▸ Aim of the task
Put every line of the records below into a numbered list, leaving out any blank lines.

▸ Task material
start
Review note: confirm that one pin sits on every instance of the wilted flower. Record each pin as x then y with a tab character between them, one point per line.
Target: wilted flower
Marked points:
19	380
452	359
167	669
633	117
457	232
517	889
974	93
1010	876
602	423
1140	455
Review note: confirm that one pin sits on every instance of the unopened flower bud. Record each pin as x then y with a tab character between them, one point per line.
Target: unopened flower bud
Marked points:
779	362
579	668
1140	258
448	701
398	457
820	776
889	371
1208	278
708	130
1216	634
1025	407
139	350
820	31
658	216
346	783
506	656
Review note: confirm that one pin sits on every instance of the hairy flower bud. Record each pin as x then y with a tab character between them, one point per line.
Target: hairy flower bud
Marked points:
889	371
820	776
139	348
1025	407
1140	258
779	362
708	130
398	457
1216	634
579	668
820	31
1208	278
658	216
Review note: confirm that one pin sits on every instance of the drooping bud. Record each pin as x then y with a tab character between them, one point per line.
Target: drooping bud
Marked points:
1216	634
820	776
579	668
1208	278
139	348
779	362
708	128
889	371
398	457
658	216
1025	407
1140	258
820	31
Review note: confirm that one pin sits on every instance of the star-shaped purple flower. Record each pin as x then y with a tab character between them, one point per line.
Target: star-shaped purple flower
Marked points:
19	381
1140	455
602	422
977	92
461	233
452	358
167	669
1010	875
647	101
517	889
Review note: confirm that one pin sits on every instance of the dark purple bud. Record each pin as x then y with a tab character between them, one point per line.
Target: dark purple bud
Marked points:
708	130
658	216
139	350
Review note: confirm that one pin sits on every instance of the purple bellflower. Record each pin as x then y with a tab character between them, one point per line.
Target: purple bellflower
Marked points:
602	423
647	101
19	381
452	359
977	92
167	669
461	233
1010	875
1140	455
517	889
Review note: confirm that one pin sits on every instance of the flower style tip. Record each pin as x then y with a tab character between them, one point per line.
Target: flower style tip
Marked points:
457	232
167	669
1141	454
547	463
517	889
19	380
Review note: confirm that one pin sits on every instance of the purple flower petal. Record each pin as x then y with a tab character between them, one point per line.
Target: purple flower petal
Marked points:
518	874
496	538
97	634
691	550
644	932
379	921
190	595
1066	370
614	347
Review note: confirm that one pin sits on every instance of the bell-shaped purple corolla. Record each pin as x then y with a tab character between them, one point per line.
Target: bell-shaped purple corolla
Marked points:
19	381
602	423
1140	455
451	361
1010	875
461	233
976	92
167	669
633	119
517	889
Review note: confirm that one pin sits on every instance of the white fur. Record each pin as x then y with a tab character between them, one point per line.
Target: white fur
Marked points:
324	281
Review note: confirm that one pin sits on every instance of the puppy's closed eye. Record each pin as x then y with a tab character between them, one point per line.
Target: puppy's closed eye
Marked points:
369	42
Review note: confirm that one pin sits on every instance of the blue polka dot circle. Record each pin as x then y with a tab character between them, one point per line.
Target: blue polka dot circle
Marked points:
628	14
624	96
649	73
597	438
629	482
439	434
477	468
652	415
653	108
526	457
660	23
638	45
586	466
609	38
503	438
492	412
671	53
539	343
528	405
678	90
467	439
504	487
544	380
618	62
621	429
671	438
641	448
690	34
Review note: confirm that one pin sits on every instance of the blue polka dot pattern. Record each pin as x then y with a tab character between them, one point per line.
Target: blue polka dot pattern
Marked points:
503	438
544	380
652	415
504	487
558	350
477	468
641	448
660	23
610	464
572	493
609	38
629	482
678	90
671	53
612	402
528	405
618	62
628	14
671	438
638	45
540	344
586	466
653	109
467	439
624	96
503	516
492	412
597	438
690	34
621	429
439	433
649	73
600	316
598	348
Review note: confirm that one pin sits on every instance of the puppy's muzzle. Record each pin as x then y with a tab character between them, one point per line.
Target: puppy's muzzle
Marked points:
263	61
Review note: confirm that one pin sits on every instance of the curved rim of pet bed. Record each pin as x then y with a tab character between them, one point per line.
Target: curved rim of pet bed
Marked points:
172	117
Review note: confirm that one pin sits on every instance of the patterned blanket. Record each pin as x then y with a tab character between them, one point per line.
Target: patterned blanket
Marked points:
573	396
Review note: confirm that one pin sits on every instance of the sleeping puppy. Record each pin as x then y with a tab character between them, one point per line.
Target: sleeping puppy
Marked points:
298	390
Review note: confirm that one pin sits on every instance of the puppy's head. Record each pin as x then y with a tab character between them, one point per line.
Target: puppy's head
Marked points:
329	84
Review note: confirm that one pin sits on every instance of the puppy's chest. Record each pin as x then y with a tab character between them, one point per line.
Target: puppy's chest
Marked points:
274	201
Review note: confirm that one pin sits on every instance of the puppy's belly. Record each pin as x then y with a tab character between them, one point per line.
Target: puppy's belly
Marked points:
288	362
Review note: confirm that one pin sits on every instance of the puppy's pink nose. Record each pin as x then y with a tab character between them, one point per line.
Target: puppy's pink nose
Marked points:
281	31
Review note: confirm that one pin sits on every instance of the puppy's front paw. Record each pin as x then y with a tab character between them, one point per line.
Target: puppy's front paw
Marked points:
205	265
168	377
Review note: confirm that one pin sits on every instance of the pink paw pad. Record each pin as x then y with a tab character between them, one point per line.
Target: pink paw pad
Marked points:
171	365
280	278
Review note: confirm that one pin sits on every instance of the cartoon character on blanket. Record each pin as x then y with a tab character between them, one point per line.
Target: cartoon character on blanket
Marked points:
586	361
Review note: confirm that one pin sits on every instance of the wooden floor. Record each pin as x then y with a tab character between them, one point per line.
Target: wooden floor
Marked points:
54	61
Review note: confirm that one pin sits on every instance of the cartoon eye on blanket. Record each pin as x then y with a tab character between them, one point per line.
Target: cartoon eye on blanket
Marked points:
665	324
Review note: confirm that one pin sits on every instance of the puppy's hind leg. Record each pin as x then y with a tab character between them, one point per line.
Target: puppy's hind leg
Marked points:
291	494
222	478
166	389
end
▸ The answer
1. Review note: confirm that one pin sits on every instance of the wilted flower. Record each pin as x then y with a tab character between them, one point per line.
2. Target: wilted flower
3. Marked points:
4. 19	380
5. 452	359
6. 167	669
7. 633	117
8. 457	232
9. 517	889
10. 974	93
11. 1010	876
12. 602	423
13. 1140	455
14. Review note: confirm that one pin sits on every instance of the unopened flower bud. Record each pin as x then y with a tab character between them, one point per line.
15. Target: unopened flower bud
16. Marked points:
17. 779	362
18. 579	668
19. 1140	258
20. 448	701
21. 398	457
22. 820	776
23. 889	371
24. 1208	278
25. 708	130
26. 1216	634
27. 1025	407
28. 139	350
29. 820	31
30. 658	216
31. 346	783
32. 506	656
33. Review note: confirm that one pin sits on every instance of the hairy flower bud. Record each pin as x then y with a tab character between them, one point per line.
34. Target: hairy flower bud
35. Marked points:
36. 889	371
37. 820	776
38. 139	348
39. 1025	407
40. 1140	258
41. 779	362
42. 708	130
43. 398	457
44. 1216	634
45. 579	668
46. 820	31
47. 1208	278
48. 658	216
49. Review note: confirm that one pin sits on every instance of the drooping bud. Record each pin as x then y with a tab character between them, one point per line.
50. Target: drooping bud
51. Marked points:
52. 1216	634
53. 820	776
54. 579	668
55. 1208	278
56. 139	348
57. 779	362
58. 708	128
59. 889	371
60. 398	457
61. 658	216
62. 1025	407
63. 1140	258
64. 820	31
65. Review note: confirm that one pin sits on every instance of the star-shaped purple flower. Record each pin as x then y with a tab character between them, one point per line.
66. Target: star-shaped purple flower
67. Marked points:
68. 19	381
69. 1140	455
70. 602	422
71. 977	92
72. 461	233
73. 452	358
74. 167	669
75. 1010	875
76. 647	101
77. 517	889
78. Review note: confirm that one pin sits on every instance of the dark purple bud. Record each pin as x then y with a tab character between them, one point per line.
79. Target: dark purple bud
80. Marked points:
81. 708	130
82. 658	216
83. 139	350
84. Review note: confirm that one pin sits on every instance of the purple bellflower. Record each pin as x then y with a tab character between them, one point per line.
85. Target: purple bellflower
86. Marked points:
87. 602	423
88. 647	101
89. 19	381
90. 452	359
91. 977	92
92. 167	669
93. 461	233
94. 1010	875
95. 1140	455
96. 517	889
97. Review note: confirm that one pin sits on every instance of the flower style tip. Record each pin as x then y with a tab character between them, one point per line.
98. Target: flower style tip
99. Marked points:
100. 457	232
101. 167	669
102. 1141	454
103. 547	463
104. 517	889
105. 19	380
106. Review note: confirm that one pin sits on every instance of the purple flower petal. Record each pin as x then y with a tab character between them, one point per line.
107. Target: purple flower petal
108. Marked points:
109. 518	874
110. 496	538
111. 97	634
112. 691	550
113. 644	932
114. 379	921
115. 190	595
116. 1066	370
117. 614	347
118. Review note: confirm that one pin sits on every instance of the bell-shaped purple corolla. Record each pin as x then y with a tab character between them, one point per line.
119. Target: bell-shaped purple corolla
120. Marked points:
121. 19	381
122. 602	423
123. 1140	455
124. 451	361
125. 1010	875
126. 461	233
127. 976	92
128. 167	669
129. 633	119
130. 517	889
131. Review note: confirm that one pin sits on every instance of the white fur. Record each pin as x then y with a tab character between them, one point per line.
132. Target: white fur
133. Marked points:
134. 324	281
135. Review note: confirm that one pin sits on every instance of the puppy's closed eye. Record each pin as x then y with a tab character between them, one point per line.
136. Target: puppy's closed eye
137. Marked points:
138. 369	42
139. Review note: confirm that one pin sits on every instance of the blue polka dot circle. Record each pin as x then y with a tab character between them, one point per line.
140. Target: blue polka dot circle
141. Marked points:
142. 628	14
143. 624	96
144. 649	73
145. 597	438
146. 629	482
147. 439	434
148. 477	468
149. 652	415
150. 653	108
151. 526	457
152. 660	23
153. 638	45
154. 586	466
155. 609	38
156. 503	438
157. 492	412
158. 671	53
159. 539	343
160. 528	405
161. 678	90
162. 467	439
163. 504	487
164. 544	380
165. 618	62
166. 621	429
167. 671	438
168. 641	448
169. 690	34
170. Review note: confirm that one pin sits on every instance of the blue polka dot pattern. Record each pin as x then y with a tab character between them, one point per line.
171. Target: blue polka dot pattern
172. Marked points:
173. 503	438
174. 544	380
175. 652	415
176. 504	487
177. 558	350
178. 477	468
179. 641	448
180. 660	23
181. 610	464
182. 572	493
183. 609	38
184. 629	482
185. 678	90
186. 671	53
187. 612	402
188. 528	405
189. 618	62
190. 628	14
191. 671	438
192. 638	45
193. 540	344
194. 586	466
195. 653	109
196. 467	439
197. 624	96
198. 503	516
199. 492	412
200. 597	438
201. 690	34
202. 621	429
203. 439	433
204. 649	73
205. 600	316
206. 598	348
207. Review note: confirm that one pin sits on every instance of the puppy's muzzle. Record each pin as x then y with a tab character between them, one point per line.
208. Target: puppy's muzzle
209. Marked points:
210. 263	61
211. Review note: confirm that one pin sits on every instance of the curved rim of pet bed. Record each pin as x then y with a tab character between them, one point per line.
212. Target: curved rim of pet bed
213. Marked points:
214. 172	117
215. Review note: confirm that one pin sits on every instance of the patterned blanket. Record each pin as x then y with a tab character between them, one point per line.
216. Target: patterned blanket
217. Marked points:
218. 573	396
219. Review note: confirm that one pin sits on every instance of the sleeping puppy. Record each pin as x then y with a tab character between them, one point per line.
220. Target: sleeping puppy
221. Marked points:
222. 298	390
223. Review note: confirm that one pin sits on every instance of the puppy's head. Record each pin as x then y with a tab character between them, one point per line.
224. Target: puppy's head
225. Marked points:
226. 329	84
227. Review note: confirm that one pin sits on every instance of the puppy's chest. Record each pin as x then y with a tab character between them, one point per line.
228. Target: puppy's chest
229. Marked points:
230. 274	201
231. Review note: confirm that one pin sits on every instance of the puppy's belly. Record each pin as x then y with a tab character between them, one point per line.
232. Target: puppy's belly
233. Marked points:
234. 288	362
235. Review note: confirm that one pin sits on every instance of the puppy's pink nose. Record each pin as x then y with a tab character between them, one point per line.
236. Target: puppy's pink nose
237. Marked points:
238. 281	31
239. Review note: confirm that one pin sits on every instance of the puppy's front paw. Record each pin as x then y with a tab character between them, one point per line.
240. Target: puppy's front paw
241. Marked points:
242. 205	265
243. 168	377
244. Review note: confirm that one pin sits on every instance of the pink paw pad. Record each pin as x then y with a tab character between them, one point per line.
245. Target: pink paw pad
246. Marked points:
247. 171	365
248. 280	278
249. Review note: confirm that one pin sits on every instance of the cartoon character on blanket. Record each pin as x then y with a tab character between them, one point per line.
250. Target: cartoon character on blanket
251. Marked points:
252. 586	361
253. Review note: confirm that one pin sits on every instance of the wooden floor. Record each pin as x then y with a tab character between them, one point per line.
254. Target: wooden floor
255. Marked points:
256. 54	61
257. Review note: confirm that one pin sits on every instance of the cartoon eye on blanket. Record each pin as x then y with a tab character between them, one point per line.
258. Target: cartoon eye on blanket
259. Marked points:
260. 665	324
261. Review note: confirm that one pin sits on every instance of the puppy's hind leg. Record each pin as x then y with a tab character between them, one point per line.
262. Target: puppy's hind leg
263. Marked points:
264. 291	494
265. 222	478
266. 166	389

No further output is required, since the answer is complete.